GOALS:
- A) Reproduce the part of the blog post about cook books starting with "Tuesday, 29 September" and going on through "them as well.".
- B) Name every author in the list of usual reading that the cook book blog post gives before its "(the list is endless)".
- C) Write the next part of the blog post about Delia's Vegetarian Collection, picking up after its final sentence.

TEXT SEGMENT:
※

Tuesday, 29 September 2009

Risotto Verde

I love books, reading and also collecting them. While Fiction in general & espionage/detective in specific are my favourites, I like all types of books. Autobiographies, plays, Factual, Science and so on, with the only exception of the self help kind of books, but again I have read quite a few of them as well.

A recent addition to the above categories is Cookery. I can easily say that my exploration of cook books started because of this blog. Reading others’ posts describing a recipe from a particular cook book, reading reviews of cook books etc made me aware of them and I also realised that this, apart from the vast internet of course, is a good source of new recipes that I might like to try.

And so it began, I started to look out for cook books apart from the usual Jeffrey Archer, Dan Brown, John Grisham, Agatha Christie, Frederick Forsyth, Tom Clancy… (the list is endless), resulting in me spending even more time in front of the window of a book shop! But did I actually buy a cook book? Sadly, No. The main reason being that most of them contained dishes which included meat & sea food and being a vegetarian these were not an option at all. So buying the book for a handful of vegetarian recipes did not seem right to me.

The next best thing to do was browse the cookery section in the local Library. I did get some good books but somehow never got to making them and the recipes have been carefully noted down in my diary for future reference. But this time I chanced upon this one – Delia’s Vegetarian Collection. Needless to say the ‘vegetarian’ caught my eye & the knowledge that Delia Smith is supposed to be one of the leading chefs in UK also helped. I flicked the pages to see the actual content. The photographs held my attention & before I knew it I was back home with book.

※

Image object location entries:
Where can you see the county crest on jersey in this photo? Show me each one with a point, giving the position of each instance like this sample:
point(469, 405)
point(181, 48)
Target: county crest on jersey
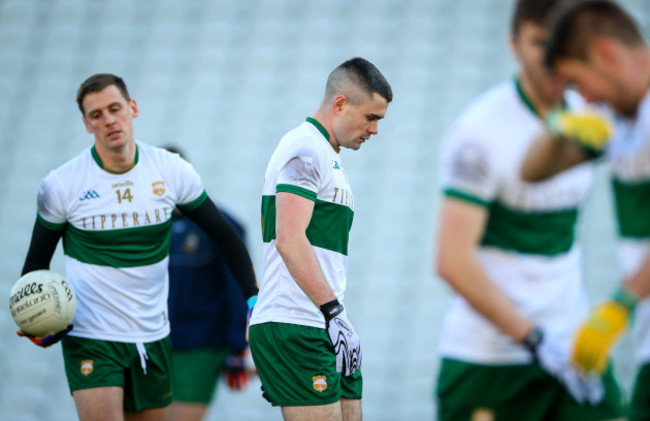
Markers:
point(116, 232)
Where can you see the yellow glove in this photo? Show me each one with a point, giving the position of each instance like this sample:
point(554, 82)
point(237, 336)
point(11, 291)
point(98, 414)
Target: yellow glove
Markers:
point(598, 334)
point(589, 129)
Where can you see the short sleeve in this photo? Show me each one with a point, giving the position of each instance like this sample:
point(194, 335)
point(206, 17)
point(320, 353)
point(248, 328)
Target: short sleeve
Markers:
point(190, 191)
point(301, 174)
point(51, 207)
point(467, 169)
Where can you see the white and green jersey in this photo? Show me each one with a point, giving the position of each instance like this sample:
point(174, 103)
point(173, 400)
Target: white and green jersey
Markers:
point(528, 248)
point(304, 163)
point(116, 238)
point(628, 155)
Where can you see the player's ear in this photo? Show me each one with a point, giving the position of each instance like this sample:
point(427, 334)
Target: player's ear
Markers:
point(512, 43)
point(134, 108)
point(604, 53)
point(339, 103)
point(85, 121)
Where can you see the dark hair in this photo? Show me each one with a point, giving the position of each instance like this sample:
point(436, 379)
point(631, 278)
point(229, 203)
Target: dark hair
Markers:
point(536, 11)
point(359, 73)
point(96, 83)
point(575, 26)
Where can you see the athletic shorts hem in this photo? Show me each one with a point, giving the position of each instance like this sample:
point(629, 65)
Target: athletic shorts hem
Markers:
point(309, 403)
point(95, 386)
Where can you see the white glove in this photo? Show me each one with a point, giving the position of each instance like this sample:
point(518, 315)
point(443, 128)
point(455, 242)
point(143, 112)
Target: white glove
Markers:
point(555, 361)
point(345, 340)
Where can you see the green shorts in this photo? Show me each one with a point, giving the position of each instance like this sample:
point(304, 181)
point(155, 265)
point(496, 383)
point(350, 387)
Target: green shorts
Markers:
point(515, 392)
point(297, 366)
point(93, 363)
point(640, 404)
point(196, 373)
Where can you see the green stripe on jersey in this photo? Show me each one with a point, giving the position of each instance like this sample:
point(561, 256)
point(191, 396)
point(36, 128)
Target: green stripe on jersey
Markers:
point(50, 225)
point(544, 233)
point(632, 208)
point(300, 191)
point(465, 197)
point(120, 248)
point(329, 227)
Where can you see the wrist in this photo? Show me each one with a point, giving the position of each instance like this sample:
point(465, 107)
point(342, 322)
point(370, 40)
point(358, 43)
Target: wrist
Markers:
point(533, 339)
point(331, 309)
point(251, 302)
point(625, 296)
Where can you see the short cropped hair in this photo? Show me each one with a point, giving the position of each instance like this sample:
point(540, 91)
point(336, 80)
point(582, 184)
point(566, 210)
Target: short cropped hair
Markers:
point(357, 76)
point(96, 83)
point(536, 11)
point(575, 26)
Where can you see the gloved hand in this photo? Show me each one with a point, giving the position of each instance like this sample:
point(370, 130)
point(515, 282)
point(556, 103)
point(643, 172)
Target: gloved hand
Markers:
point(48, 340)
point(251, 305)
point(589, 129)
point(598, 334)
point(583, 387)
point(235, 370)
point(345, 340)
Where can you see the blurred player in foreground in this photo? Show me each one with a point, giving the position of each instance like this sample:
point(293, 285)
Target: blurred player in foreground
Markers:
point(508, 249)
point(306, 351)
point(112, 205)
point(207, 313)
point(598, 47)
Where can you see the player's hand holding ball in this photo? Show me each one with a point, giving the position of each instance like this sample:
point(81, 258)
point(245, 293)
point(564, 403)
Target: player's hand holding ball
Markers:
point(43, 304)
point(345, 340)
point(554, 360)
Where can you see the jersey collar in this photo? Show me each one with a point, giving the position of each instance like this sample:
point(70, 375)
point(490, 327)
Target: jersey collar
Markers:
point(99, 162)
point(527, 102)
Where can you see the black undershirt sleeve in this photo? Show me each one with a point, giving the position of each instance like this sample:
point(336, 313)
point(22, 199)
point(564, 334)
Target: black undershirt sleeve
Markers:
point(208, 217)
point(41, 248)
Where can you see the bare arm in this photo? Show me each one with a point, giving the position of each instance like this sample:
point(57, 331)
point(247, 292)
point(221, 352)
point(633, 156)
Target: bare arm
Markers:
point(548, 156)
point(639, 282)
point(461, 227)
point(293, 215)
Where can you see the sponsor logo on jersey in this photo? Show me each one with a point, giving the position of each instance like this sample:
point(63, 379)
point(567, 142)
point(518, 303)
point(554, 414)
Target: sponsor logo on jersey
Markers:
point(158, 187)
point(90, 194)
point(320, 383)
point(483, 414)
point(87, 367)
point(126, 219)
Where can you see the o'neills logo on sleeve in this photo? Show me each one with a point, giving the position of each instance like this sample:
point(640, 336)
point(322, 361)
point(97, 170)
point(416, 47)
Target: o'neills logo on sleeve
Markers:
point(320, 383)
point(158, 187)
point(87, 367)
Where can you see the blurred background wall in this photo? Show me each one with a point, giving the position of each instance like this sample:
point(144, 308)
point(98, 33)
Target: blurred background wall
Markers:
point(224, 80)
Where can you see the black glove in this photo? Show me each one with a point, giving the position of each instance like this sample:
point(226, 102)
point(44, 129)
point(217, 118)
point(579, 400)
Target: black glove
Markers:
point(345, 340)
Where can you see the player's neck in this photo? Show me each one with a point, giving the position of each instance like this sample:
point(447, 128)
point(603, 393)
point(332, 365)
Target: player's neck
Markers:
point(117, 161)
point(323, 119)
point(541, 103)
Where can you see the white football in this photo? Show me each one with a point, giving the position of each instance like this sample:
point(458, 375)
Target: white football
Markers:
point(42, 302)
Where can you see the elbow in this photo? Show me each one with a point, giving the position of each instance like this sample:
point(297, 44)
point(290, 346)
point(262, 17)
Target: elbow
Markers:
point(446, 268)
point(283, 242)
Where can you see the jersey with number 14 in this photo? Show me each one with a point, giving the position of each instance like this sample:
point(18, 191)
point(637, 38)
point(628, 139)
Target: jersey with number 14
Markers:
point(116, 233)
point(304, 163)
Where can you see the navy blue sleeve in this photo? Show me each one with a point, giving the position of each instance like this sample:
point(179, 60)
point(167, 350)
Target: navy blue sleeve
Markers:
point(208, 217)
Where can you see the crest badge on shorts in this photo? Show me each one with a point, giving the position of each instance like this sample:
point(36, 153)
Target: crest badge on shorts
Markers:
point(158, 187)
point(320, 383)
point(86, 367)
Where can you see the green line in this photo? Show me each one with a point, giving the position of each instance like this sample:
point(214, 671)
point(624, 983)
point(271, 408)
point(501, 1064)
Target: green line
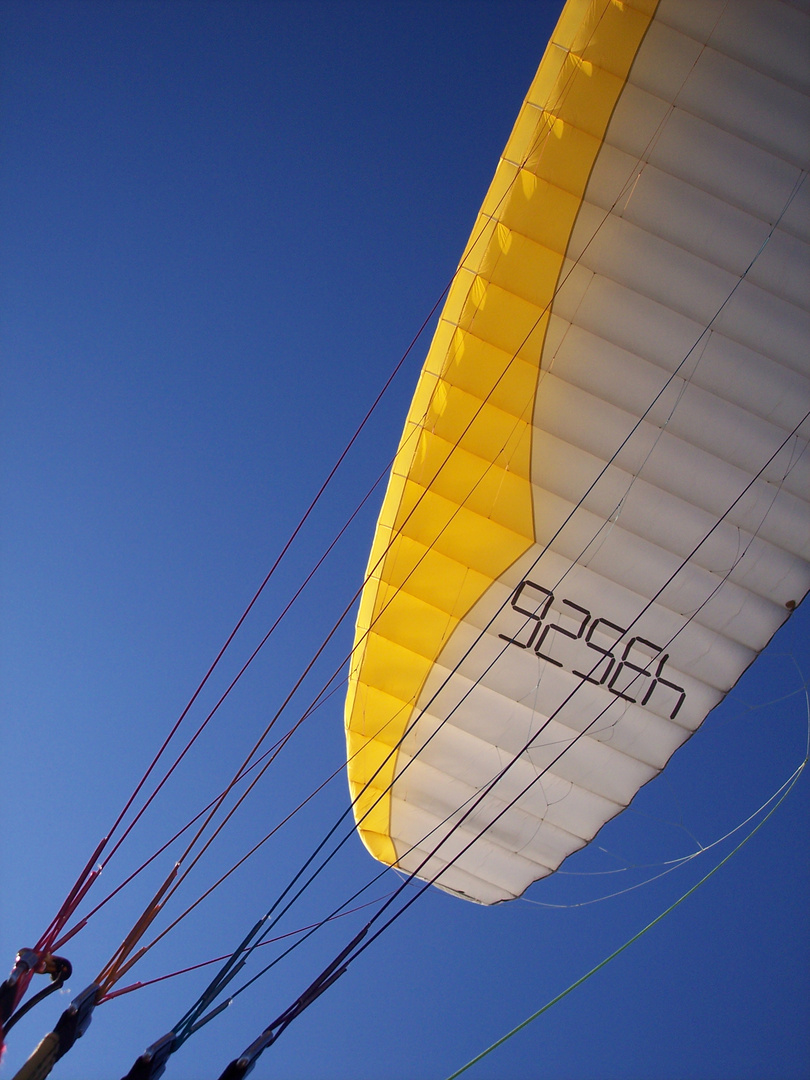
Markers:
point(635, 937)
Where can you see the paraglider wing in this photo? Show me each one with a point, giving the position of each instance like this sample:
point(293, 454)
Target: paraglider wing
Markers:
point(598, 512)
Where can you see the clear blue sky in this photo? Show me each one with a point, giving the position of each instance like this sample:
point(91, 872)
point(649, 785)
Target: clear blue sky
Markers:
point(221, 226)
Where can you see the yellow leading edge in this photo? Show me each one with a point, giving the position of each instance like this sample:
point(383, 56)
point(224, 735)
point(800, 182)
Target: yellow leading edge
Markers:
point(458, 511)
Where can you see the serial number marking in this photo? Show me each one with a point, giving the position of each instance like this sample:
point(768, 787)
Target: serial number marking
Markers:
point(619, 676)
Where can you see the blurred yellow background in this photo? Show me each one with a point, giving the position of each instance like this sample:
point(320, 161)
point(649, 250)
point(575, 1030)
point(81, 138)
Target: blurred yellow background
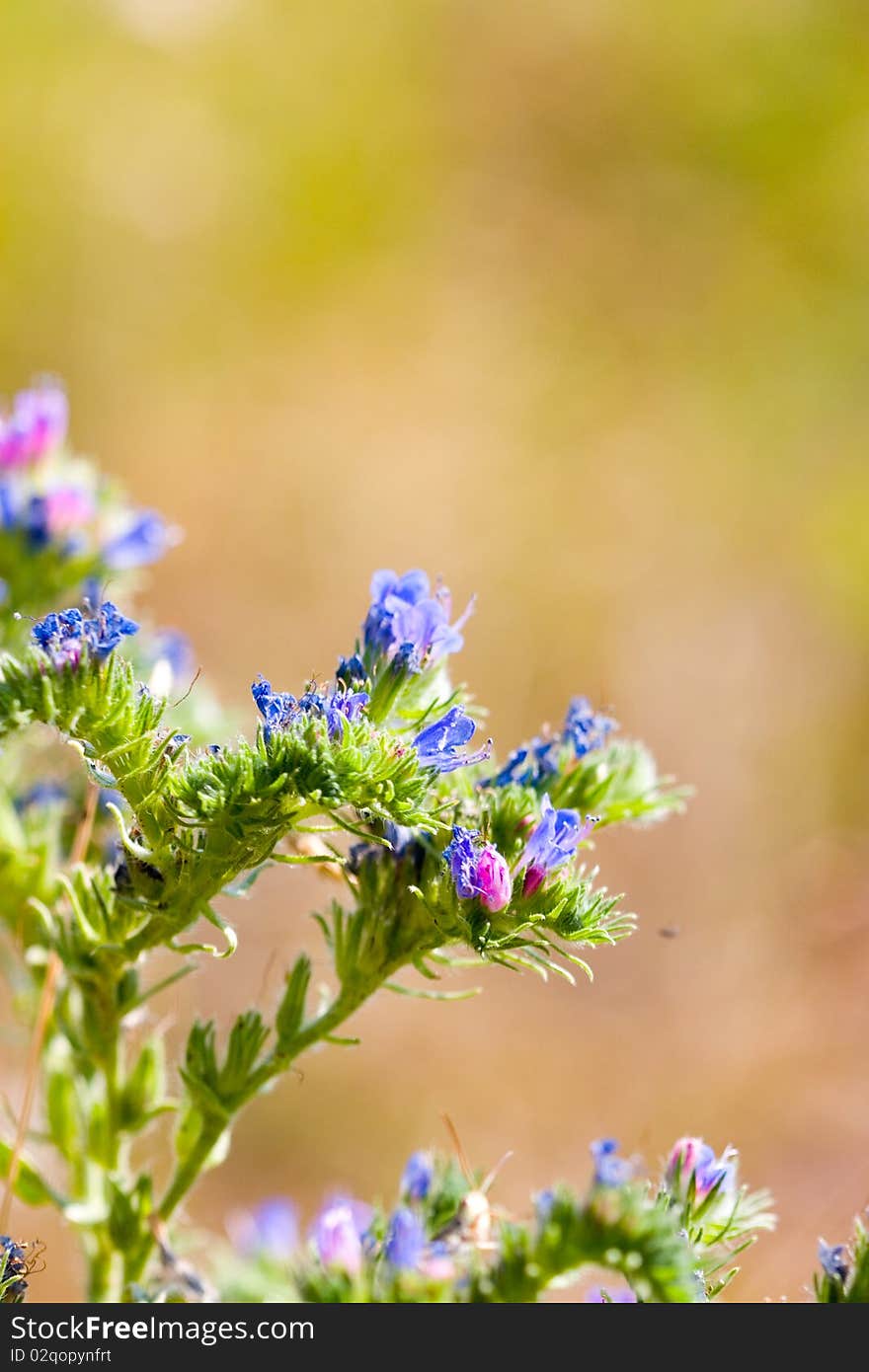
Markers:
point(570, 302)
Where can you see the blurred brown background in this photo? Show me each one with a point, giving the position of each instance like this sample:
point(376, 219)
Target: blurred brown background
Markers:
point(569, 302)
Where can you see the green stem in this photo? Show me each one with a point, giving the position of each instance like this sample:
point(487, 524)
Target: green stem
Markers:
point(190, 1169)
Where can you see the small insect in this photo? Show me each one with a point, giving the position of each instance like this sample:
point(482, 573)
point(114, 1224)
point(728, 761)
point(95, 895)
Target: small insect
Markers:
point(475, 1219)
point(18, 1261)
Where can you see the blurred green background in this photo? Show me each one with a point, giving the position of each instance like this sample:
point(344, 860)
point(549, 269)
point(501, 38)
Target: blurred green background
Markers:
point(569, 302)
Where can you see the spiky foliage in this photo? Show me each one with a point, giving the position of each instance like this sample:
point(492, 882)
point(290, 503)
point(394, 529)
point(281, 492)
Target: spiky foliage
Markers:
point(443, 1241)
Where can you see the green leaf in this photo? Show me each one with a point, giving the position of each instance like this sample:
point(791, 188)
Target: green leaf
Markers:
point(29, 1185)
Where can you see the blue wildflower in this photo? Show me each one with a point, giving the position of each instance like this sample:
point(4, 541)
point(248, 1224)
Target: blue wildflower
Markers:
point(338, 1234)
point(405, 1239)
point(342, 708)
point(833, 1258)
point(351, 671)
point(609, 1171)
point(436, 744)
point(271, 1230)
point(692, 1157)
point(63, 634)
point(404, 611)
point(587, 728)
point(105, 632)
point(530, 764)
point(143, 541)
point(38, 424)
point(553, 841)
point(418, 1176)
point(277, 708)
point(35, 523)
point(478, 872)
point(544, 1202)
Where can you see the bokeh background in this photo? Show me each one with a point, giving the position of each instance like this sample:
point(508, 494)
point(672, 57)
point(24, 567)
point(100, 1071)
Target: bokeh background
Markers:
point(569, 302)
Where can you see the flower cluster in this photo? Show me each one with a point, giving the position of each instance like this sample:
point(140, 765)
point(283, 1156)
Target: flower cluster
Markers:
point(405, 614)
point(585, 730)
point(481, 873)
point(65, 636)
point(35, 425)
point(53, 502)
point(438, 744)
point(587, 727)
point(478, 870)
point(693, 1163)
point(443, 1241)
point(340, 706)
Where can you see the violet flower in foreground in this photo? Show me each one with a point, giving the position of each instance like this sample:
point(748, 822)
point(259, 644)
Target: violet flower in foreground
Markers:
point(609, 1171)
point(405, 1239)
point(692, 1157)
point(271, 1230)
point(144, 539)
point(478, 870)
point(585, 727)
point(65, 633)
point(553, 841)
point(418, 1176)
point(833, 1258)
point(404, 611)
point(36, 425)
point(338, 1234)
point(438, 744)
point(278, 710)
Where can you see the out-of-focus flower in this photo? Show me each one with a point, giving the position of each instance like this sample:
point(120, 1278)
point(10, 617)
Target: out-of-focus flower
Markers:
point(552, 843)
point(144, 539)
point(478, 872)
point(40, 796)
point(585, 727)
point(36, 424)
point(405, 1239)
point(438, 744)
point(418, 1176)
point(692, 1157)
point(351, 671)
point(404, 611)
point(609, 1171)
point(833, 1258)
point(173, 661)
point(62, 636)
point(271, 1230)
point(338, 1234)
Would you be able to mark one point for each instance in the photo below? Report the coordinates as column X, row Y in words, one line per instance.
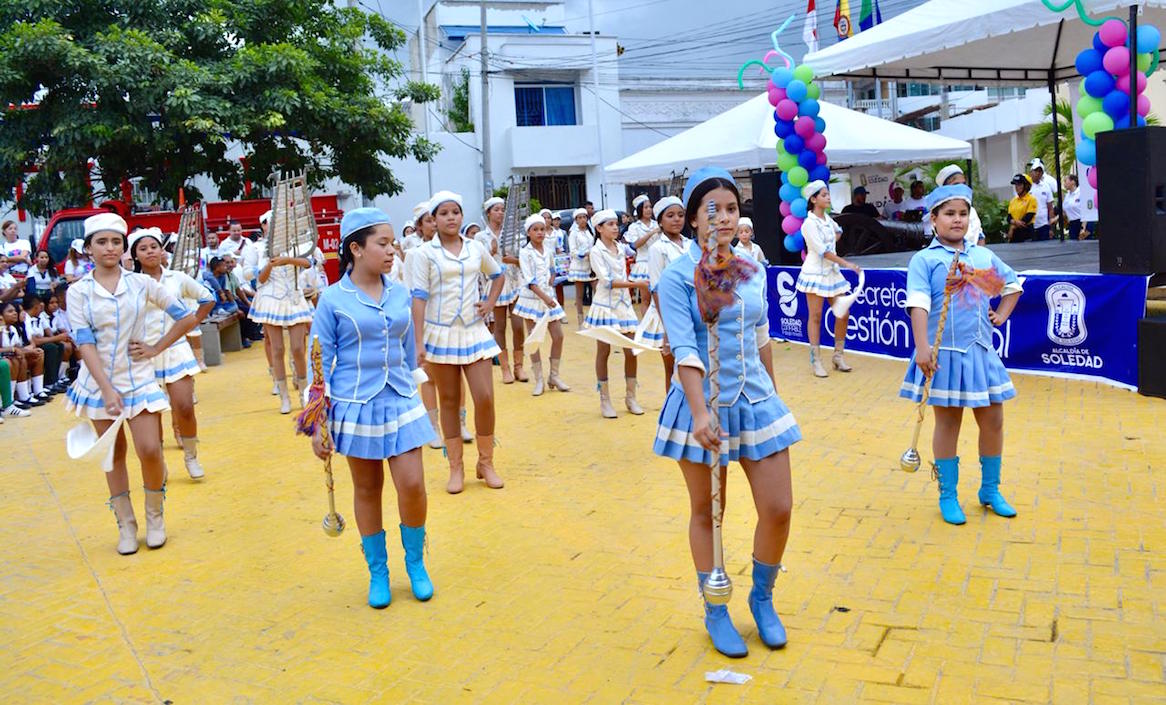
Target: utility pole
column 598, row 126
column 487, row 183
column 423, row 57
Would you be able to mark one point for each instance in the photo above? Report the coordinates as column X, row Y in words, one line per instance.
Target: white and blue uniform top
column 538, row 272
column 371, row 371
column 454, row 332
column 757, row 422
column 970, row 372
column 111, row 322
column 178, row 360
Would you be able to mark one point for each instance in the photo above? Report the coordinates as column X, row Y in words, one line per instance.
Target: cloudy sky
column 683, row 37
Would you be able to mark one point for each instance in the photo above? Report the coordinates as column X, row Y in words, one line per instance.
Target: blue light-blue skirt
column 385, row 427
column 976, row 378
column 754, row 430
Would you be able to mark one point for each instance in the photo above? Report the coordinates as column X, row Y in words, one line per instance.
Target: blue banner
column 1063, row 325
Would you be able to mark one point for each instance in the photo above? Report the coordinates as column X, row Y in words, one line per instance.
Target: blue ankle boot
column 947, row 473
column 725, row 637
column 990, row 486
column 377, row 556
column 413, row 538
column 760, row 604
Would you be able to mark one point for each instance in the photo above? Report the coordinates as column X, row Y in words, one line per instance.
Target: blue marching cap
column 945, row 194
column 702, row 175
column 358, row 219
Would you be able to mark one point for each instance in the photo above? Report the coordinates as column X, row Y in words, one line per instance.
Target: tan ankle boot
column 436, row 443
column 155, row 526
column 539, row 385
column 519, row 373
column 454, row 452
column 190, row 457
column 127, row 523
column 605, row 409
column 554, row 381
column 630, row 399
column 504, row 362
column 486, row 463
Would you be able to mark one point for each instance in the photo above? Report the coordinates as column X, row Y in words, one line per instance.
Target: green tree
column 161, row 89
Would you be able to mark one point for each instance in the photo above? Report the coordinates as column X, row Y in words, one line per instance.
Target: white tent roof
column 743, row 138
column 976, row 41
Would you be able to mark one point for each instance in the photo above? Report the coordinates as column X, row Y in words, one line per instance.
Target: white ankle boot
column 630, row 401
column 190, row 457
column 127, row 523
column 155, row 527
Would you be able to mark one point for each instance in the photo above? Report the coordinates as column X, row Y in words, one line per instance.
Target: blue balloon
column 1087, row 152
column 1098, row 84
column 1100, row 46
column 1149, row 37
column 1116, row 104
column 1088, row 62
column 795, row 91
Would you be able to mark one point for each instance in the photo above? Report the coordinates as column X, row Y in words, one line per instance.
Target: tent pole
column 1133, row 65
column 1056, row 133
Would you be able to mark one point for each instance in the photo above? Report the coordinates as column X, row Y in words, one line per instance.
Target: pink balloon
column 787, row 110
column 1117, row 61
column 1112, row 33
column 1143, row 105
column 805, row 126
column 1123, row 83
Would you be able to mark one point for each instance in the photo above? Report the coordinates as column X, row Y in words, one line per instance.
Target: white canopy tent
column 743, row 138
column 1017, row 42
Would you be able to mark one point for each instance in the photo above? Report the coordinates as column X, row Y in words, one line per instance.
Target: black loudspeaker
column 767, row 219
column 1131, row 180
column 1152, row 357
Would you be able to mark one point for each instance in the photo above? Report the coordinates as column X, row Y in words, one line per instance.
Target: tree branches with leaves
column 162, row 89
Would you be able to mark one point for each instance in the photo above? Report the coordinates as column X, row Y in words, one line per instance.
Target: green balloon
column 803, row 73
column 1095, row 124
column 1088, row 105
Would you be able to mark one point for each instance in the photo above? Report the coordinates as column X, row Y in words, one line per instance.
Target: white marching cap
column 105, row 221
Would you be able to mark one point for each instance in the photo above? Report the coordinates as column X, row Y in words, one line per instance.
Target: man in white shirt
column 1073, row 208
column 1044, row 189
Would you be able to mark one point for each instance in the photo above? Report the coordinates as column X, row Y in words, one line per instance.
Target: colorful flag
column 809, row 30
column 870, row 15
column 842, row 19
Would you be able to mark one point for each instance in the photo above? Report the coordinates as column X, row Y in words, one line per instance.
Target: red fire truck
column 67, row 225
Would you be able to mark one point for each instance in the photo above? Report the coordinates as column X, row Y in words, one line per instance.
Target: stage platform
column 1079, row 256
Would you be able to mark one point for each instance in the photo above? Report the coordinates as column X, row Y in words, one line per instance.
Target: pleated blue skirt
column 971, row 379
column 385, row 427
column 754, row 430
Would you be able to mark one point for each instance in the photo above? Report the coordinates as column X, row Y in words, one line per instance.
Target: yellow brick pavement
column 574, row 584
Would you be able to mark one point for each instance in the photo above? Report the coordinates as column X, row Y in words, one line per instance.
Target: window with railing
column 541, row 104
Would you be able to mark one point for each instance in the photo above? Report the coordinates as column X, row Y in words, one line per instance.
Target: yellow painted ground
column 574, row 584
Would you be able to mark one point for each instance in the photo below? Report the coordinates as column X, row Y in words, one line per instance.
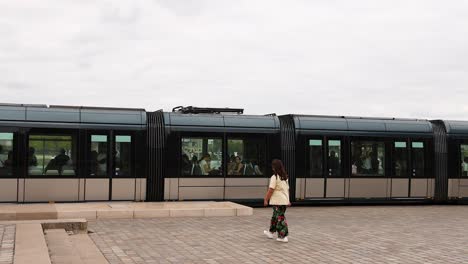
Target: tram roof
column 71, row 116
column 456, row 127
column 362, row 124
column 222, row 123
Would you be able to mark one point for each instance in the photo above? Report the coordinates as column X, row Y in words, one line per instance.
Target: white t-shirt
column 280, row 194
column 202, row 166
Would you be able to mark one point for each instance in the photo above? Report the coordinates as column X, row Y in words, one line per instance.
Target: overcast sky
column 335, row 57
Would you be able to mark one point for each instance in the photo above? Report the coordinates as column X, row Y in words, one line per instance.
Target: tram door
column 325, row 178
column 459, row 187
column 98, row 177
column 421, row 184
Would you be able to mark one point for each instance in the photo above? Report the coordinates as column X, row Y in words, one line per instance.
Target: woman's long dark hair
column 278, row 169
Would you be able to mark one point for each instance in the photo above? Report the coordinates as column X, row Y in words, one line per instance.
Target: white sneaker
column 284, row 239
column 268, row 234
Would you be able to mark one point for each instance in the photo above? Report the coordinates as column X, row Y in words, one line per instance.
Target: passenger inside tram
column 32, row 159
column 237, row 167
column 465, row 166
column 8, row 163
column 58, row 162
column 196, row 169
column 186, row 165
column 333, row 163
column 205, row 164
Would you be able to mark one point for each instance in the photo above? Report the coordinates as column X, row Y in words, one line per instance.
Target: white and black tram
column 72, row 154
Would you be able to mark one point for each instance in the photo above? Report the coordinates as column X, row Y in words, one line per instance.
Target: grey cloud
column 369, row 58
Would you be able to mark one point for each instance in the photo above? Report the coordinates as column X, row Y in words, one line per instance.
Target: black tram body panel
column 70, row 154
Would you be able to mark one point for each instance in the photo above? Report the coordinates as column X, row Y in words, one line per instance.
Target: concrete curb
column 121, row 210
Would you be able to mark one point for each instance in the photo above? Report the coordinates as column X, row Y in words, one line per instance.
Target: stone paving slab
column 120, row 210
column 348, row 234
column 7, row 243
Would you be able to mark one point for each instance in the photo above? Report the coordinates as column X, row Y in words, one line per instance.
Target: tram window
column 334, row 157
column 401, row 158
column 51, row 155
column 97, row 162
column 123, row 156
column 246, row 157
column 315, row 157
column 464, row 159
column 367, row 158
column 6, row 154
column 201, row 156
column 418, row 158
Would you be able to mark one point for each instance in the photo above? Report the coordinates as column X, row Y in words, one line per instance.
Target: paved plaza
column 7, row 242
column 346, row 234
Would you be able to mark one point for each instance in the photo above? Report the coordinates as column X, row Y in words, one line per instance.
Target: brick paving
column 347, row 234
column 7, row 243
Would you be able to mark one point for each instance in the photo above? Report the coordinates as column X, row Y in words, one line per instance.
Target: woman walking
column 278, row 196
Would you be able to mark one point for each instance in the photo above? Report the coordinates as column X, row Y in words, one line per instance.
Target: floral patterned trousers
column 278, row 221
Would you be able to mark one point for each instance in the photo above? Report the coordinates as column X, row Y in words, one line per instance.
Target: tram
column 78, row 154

※

REPLIES:
- A)
Tuesday, 29 September 2009

Risotto Verde

I love books, reading and also collecting them. While Fiction in general & espionage/detective in specific are my favourites, I like all types of books. Autobiographies, plays, Factual, Science and so on, with the only exception of the self help kind of books, but again I have read quite a few of them as well.

- B) Jeffrey Archer, Dan Brown, John Grisham, Agatha Christie, Frederick Forsyth, Tom Clancy

- C)
This book has almost everything a vegetarian would want in a cook book. Soups, Salads, Rice, Cheese, Main course, Desserts – all simple and tryable recipes, some classic, some fusion and some new ones.

I started with this simple Risotto recipe which looked completely authentic except for one thing. The recipe in the book asks for the risotto to be cooked in the oven, while I have always seen on cookery shows & read on websites that it is to be made on the stove top and that the way the stock is added (see recipe below), is very important. So I took the recipe & ingredients from the book but cooked it on the stove top as described below and also adapted the recipe to suit the ingredients I had in hand.

Risotto Verde

Risotto Verde means ‘Green Risotto’ where Risotto itself means a dish of rice cooked in a broth.

Picture 200

Serves 2


  • 1 cup Risotto Rice (Arborio)
  • 1 tblsp Butter
  • 1 small onion, chopped
  • 3-4 tblsp white wine
  • about 200 ml Vegetable stock (I used readymade stock cubes to make this)
  • 1-2 tsp chopped fresh Sage
  • 3 tblsp chopped spring onions
  • 1/2 cup Asparagus, cut into small rounds
  • 2 tblsp chopped chives
  • 2-3 tblsp Parmesan
  • Salt & Pepper


Melt the butter in a pan and add the onion. Fry this for about 5-7 minutes until the onion is cooked & just starts to brown.

Add the rice and mix to coat the rice with the butter and onion.

Add the wine and mix. Let the wine reduce completely.

Add a ladle full of the stock, stir and cook on medium-low flame. Wait for the stock to reduce and then add the sage, salt and pepper.

Add another ladle of stock and continue to cook on medium-low flame till it reduces.

Picture 199

Keep adding the stock, one ladle at a time, and cook on medium low flame. Check if the rice is cooked after about 15-20 min.

Once the rice is almost cooked, add the asparagus, spring onion and Parmesan along with a ladle of stock. Cook till the stock reduces completely.

Switch off the flame and add the chopped chives. Serve hot topped with some more parmesan and chives.

Picture 202

My Notes: This was the first time I had attempted to make a risotto at home & I was really pleased with the result.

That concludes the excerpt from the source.